- Opening Delimiter -

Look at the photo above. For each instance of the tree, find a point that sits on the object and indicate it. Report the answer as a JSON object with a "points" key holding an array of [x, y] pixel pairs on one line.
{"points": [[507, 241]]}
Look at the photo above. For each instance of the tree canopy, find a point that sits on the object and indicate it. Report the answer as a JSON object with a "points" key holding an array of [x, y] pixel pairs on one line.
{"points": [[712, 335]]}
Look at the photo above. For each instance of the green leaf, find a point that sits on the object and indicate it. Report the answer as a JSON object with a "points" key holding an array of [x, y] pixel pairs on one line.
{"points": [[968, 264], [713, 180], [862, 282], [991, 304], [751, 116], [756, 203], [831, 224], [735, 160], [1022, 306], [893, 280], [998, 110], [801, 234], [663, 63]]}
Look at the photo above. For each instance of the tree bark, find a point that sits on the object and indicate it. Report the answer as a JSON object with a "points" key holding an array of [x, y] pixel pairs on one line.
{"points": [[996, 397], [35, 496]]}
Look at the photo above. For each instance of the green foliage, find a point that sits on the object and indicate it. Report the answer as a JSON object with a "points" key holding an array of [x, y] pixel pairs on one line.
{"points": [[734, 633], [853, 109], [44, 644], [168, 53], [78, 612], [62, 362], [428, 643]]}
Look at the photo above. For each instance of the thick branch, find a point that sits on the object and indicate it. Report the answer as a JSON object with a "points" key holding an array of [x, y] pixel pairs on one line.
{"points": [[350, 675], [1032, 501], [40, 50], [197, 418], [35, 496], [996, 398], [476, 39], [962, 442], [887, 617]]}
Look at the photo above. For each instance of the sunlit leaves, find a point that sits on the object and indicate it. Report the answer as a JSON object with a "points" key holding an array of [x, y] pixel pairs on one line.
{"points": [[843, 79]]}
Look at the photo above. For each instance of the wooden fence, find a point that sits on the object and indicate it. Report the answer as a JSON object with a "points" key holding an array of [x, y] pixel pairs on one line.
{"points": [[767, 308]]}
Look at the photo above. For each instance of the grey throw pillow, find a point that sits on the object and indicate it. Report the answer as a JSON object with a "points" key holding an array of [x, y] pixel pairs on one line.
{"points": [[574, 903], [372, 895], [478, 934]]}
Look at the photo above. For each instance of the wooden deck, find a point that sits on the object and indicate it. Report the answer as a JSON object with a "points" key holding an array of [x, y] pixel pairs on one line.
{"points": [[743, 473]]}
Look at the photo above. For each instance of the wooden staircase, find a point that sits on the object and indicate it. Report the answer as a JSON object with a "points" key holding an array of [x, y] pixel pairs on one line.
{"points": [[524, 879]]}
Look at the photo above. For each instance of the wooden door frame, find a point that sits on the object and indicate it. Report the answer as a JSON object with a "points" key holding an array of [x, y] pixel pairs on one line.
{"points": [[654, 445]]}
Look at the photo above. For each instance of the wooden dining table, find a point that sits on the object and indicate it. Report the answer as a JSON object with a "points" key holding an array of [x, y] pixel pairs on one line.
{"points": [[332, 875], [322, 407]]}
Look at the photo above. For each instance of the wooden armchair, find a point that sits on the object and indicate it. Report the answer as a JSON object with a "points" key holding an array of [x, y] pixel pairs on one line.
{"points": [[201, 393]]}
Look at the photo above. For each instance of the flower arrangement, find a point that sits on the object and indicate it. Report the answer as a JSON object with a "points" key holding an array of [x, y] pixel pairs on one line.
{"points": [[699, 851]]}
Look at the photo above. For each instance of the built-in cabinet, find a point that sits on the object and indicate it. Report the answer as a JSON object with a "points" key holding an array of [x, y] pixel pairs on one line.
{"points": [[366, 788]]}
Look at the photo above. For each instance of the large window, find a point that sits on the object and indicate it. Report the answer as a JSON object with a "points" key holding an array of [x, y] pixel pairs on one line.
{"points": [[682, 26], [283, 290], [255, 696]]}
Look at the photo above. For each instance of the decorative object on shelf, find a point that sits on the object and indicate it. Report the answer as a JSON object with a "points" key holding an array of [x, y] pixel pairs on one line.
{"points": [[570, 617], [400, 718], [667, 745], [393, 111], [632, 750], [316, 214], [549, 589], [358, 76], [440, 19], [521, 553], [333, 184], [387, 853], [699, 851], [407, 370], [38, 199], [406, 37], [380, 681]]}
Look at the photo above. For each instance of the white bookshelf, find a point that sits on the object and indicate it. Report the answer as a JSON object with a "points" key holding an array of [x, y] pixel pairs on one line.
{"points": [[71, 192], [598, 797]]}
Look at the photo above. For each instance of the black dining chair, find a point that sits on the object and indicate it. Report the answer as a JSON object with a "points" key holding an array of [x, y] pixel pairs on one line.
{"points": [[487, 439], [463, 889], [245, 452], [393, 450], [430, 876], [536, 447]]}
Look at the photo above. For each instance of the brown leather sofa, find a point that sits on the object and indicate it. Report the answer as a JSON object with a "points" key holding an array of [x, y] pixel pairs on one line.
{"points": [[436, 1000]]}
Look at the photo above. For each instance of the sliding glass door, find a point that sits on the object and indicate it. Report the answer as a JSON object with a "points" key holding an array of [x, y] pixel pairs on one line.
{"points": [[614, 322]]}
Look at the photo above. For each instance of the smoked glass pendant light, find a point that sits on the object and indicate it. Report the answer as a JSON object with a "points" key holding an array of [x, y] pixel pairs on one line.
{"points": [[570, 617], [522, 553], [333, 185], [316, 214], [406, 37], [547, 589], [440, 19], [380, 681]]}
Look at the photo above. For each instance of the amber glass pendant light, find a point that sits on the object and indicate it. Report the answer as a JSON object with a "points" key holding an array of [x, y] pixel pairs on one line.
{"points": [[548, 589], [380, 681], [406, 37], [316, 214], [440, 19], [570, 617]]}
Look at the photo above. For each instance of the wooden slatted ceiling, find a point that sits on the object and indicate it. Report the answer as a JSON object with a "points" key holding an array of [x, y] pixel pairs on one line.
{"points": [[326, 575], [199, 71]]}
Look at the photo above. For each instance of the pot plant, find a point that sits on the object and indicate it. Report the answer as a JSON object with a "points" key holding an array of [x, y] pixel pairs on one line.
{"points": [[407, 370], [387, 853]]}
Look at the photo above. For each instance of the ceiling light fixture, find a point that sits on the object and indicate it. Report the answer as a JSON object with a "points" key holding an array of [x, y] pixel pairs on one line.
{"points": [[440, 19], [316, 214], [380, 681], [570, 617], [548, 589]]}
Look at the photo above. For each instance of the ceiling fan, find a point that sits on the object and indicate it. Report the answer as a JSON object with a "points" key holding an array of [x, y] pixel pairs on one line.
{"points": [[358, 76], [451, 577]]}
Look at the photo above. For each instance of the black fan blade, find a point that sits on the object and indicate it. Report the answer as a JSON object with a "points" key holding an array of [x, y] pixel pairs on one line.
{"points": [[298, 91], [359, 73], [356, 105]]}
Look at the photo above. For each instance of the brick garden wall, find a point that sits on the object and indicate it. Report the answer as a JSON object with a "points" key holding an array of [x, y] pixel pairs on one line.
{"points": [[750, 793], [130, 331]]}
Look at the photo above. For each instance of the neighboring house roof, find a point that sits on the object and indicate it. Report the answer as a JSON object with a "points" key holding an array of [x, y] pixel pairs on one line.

- Closing Delimiter -

### What you need to do
Each entry shown above must be retyped word for word.

### Solved exercise
Look at the photo above. For each instance of the tree, find a point that sits on the object and indicate it. Report the answer as a JSON object with a "points" key holding an array of [x, y] pixel pairs on one line.
{"points": [[507, 241]]}
Look at the photo above. For each instance of the tree canopy, find a point that sits on the object and indicate it. Report the answer as a JSON object with a "points" key holding an array of [x, y] pixel pairs on one line.
{"points": [[712, 335]]}
Look at the photo above. For each instance of the green leaf, find a point that sits on the object and indicate it. Report the answer as a JSON object with a "points" key holding an array of [x, y] pixel pairs on one line.
{"points": [[968, 264], [713, 180], [862, 282], [991, 304], [751, 116], [756, 203], [831, 224], [735, 160], [1022, 306], [893, 280], [998, 110], [801, 234], [663, 63]]}
Look at the photo above. For each instance of the tree bark, find a point that sits on the object and indicate it. Report the answer as a JSON object with a "points" key holding an array of [x, y] pixel pairs on one line.
{"points": [[996, 397], [35, 496]]}
Look at the photo above. For each instance of the green foliage, find a point that sits on the object and indicate it. Report the answer as a JSON object with a "points" key holding an array of [x, y] pixel pairs on one line.
{"points": [[734, 633], [853, 109], [44, 644], [168, 53], [78, 612], [62, 362], [428, 643]]}
Look at the photo above. For each instance of the thick branch, find a point that sits on the object and indicate it. Report the answer as a JSON object with a "points" key holding an array of [x, y] pixel pairs on one line.
{"points": [[350, 675], [1032, 501], [40, 50], [197, 418], [35, 496], [996, 398], [476, 39], [962, 442], [887, 617]]}
Look at the photo above. For each instance of the sunlit leaves, find a point that sits on the object and indicate it. Report the answer as a JSON object with a "points" key holding an array of [x, y] pixel pairs on one line.
{"points": [[843, 79]]}
Look at the photo above. For each instance of the wooden fence, find a point that sits on the object and indicate it. Report the answer as a JSON object with a "points" key holding an array of [x, y] pixel pairs on one line.
{"points": [[767, 308]]}
Look at the photo above. For each instance of the grey throw pillow, find a point that sits on the object and indicate it. Report the answer as a JSON object with a "points" key holding an array of [x, y] pixel pairs on one line.
{"points": [[574, 903], [372, 895], [478, 934]]}
Look at the photo above. For each instance of the wooden deck, find a point that sits on the object and indicate it. Report the answer as a JSON object with a "points" key holding an array of [x, y] pixel pairs on one line.
{"points": [[743, 473]]}
Look at the photo above. For each instance of the wooden staircase, find a point that sits on the object and indicate it. Report the answer as a JSON object with a "points" key holding an array of [x, y] pixel pairs on one line.
{"points": [[524, 879]]}
Look at the photo above. For each instance of the wooden door frame, find a point that sits on the object and indicate it. Report the answer as a JSON object with a "points" key holding an array of [x, y] pixel pairs on one line.
{"points": [[654, 445]]}
Look at the photo above. For each instance of the wooden dining table, find a point that sits on the object and indicate it. Report the answer as a JSON object with a "points" key holding an array of [x, y] pixel pairs on one line.
{"points": [[332, 875], [322, 407]]}
Look at the photo above. For each instance of the wooden armchair, find a point that sits on the object and indicate it. Report the answer as a JSON object with a "points" key holding an array of [x, y] pixel pairs on one line.
{"points": [[201, 393]]}
Look at the photo above. For each instance of the flower arrangement, find a point that sits on the object and indicate it. Report the answer as a JSON object with a "points" key holding an array of [x, y] pixel pairs on one line.
{"points": [[699, 851]]}
Look at the photo above. For each instance of the built-in cabinet, find a point that sits on the object and indicate it. Report the answer as a JSON object with a "points" key holding an array of [x, y] pixel pairs on one line.
{"points": [[366, 788]]}
Look at the photo above. For each instance of the large window, find a point that sits on the object and indicate it. Report the answer as a JSON object with a "points" key holding an array of [x, y] pixel pairs on one line.
{"points": [[682, 26], [283, 290], [255, 696]]}
Look at the photo above. For each instance of the decorative object on shelf, find a point that sits on the object and indicate it. Report the answer as a JSON object with a "points" key holding an array of [x, y] pixel pairs on one line.
{"points": [[570, 617], [400, 718], [667, 745], [393, 111], [632, 750], [316, 214], [549, 589], [358, 76], [440, 19], [521, 553], [333, 184], [387, 853], [699, 851], [407, 370], [38, 199], [406, 37], [380, 681]]}
Look at the photo above. For each instance of the white bookshelf, find a point that sits on the object and indicate it. Report the answer as a JSON object with a "points" key holding an array of [x, y] pixel pairs on one line.
{"points": [[71, 192], [598, 797]]}
Look at the photo above. For each instance of the black dining chair, find a point that sits on the object and indicate it. Report the answer as a JSON object with a "points" key holding an array of [x, y] pixel pairs on one line.
{"points": [[487, 439], [463, 889], [245, 452], [393, 450], [430, 876], [536, 447]]}
Look at the photo above. For each instance of the brown leather sofa, find a point that sits on the object and indicate it. Report the answer as a JSON object with a "points" key holding an array of [x, y] pixel pairs on one line.
{"points": [[436, 1000]]}
Look at the photo above. For each instance of the sliding glass door, find a point that sits on the object and indicate it. Report the answer as a JSON object with a "points" key holding an array of [x, y] pixel pairs on one line.
{"points": [[614, 322]]}
Look at the photo above. For each instance of the smoked glass pendant light, find a point that sits on the object and indicate it. Report the answer as a JSON object with a "points" key holding an array of [x, y] pixel pairs on one line.
{"points": [[570, 617], [522, 553], [333, 185], [316, 214], [406, 37], [547, 589], [440, 19], [380, 681]]}
Look at the photo above. For each instance of the amber glass pendant light, find a point that sits on the object and indicate it. Report the answer as a JSON object with a "points" key holding an array of [x, y] pixel pairs on one line.
{"points": [[548, 589], [380, 681], [406, 37], [316, 214], [440, 19], [570, 617]]}
Look at the photo above. For each instance of the wooden slatted ceiling, find a point that sits on the object and indicate it. Report the answer as a JSON object with a "points" key holding an array of [x, y] pixel pairs on one line.
{"points": [[326, 575], [199, 71]]}
Look at the photo above. For each instance of the pot plant, find a point that sits on the object and indicate it. Report the answer as a JSON object with a "points" key holding an array of [x, y] pixel pairs on one line.
{"points": [[407, 370], [387, 853]]}
Look at the photo above. For each instance of the ceiling light fixture, find a point that sits on the object and indicate it. Report the answer as a JSON object with a "points" key holding an array of [x, y] pixel pairs on one line.
{"points": [[440, 19], [316, 214], [380, 681], [570, 617], [548, 589]]}
Look at the photo above. For each instance of the ceiling fan, find a point that sits on the object and indicate it. Report the answer as a JSON object with a "points" key holding an array of [x, y] pixel pairs on one line.
{"points": [[358, 76], [451, 577]]}
Look at the photo above. For each instance of the black fan blade, find a point that sits on the object and indicate it. Report the answer as a JSON object with a "points" key holding an array of [x, y] pixel pairs on one line.
{"points": [[298, 91], [359, 73], [356, 105]]}
Look at the photo above. For each instance of the brick garden wall, find a point that sits on the object and indicate it. Report the answer as a JSON object with a "points" key holding an array of [x, y] pixel pairs on one line.
{"points": [[750, 793], [130, 331]]}
Look at the photo above. For each instance of the neighboring house roof, find a point that sits on the object and indicate it. Report the answer as a JSON object with a "points" key holding an array of [x, y] pixel pairs on one line.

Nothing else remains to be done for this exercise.